__THE PROBLEM__
Continue the text on type inference in C# 3.0, starting right after its final sentence.

# Type inference woes, part three

There were a lot of good comments and questions posted in the last two entries which deserve answers. However, I am once more off to the beaver-shark infested shores of the great Canadian inland sea for my annual summer vacation. I'll get to them when I'm back, in late June.

Before I go I should mention what algorithms we're considering to solve the "infer the best type for this set of expressions" problem that is going to crop up all over the show in C# 3.0.

We've got four candidates right now. Suppose you've got a set of expressions, E. The set of their types is T.

Algorithm One: pick the unique type in T to which every type in T is implicitly convertible.

This has the advantage of being simple and already in the specification. It has the disadvantages of being incompatible with existing behaviour and not handling typeless expressions well.

Algorithm Two: pick the unique type in T to which every expression in E is implicitly convertible.

This has the advantage of being what we actually implement. However it has the disadvantages of turning some corner cases that should work according to the spec (such as literal-zero-vs-short) into error cases.

We could combine the two algorithms. Consider the subset of T consisting of all types in T to which every expression in E is implicitly convertible. Call this subset S.

Algorithm three: pick the unique type in S to which every type in S is implicitly convertible.

This algorithm has considerable charm. As far as I've been able to determine, it is 100% backwards compatible with existing non-error behaviour, while at the same time turning those cases which ought to be successful according to Algorithm One back into success cases which agree with the spec. Literal-zero-vs-short would go to int. However, there is a down side, which is addressed by Algorithm Four.

__EXTRACTED MATERIAL__
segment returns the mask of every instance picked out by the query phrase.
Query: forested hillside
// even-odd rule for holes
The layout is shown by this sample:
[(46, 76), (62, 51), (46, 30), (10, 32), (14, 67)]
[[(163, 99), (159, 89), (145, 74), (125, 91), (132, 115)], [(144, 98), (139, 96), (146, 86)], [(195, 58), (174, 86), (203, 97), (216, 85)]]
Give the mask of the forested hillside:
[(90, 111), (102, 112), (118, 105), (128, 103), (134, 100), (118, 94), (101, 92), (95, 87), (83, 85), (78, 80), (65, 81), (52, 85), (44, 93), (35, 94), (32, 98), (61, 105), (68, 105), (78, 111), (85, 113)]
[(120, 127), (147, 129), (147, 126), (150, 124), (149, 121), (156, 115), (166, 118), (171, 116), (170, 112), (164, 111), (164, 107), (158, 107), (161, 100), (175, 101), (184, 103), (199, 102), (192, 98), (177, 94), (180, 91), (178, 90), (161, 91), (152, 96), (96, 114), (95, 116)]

--

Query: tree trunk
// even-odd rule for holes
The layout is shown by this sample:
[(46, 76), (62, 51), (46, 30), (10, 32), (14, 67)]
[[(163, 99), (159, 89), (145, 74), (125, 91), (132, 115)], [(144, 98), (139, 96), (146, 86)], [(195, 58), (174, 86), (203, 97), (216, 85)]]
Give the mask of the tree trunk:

__ANSWER__
Algorithm Four: pick the unique type in S **from which** every type in S is implicitly convertible. That is, pick the *smallest* type in S, not the largest.

This algorithm also maintains backwards compatibility but would make literal-zero-vs-short go to short. And isn't that better? If you have an implicitly typed array of ten thousand shorts, and you throw a single literal zero in there, you probably want it to stay as an array of shorts. Given the choice of several types to which every expression goes, surely picking the smallest is the best choice.

Algorithm Four is currently the front-runner in our thinking but of course I am blogging about this in the first place because there is still time for feedback. Any thoughts on these choices, or ideas for better algorithms, would be appreciated.

Many thanks to my colleauges Wes and Peter for their analyses of these algorithms.

See you when I'm back!